__Work to be completed__. Make an exact copy of every entry below, with the pictures left out.

(Dataset records)
☆ ☆ ☆ ☆ ☆
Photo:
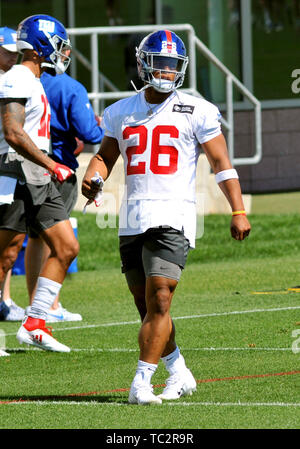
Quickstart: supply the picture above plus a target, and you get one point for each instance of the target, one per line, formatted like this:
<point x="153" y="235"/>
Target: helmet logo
<point x="168" y="47"/>
<point x="46" y="25"/>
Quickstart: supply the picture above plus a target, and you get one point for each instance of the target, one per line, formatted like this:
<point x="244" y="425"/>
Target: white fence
<point x="99" y="81"/>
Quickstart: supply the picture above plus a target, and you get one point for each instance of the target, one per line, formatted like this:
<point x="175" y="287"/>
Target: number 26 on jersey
☆ ☆ ☆ ☆ ☆
__Answer below__.
Photo:
Quickstart: supply the picture above plus a target, and you get one point for each instance of the target, one per line, formatted like this:
<point x="153" y="235"/>
Target: helmet logo
<point x="168" y="47"/>
<point x="46" y="25"/>
Quickstart: supply the picture above plus a target, and you get one point for each instance of the target, one per line, formatted like this:
<point x="244" y="425"/>
Target: white fence
<point x="99" y="81"/>
Quickstart: supply the picture above plus a target, and you get one point for each instance of the target, one per line, formatted like this:
<point x="175" y="287"/>
Target: number 26 on jersey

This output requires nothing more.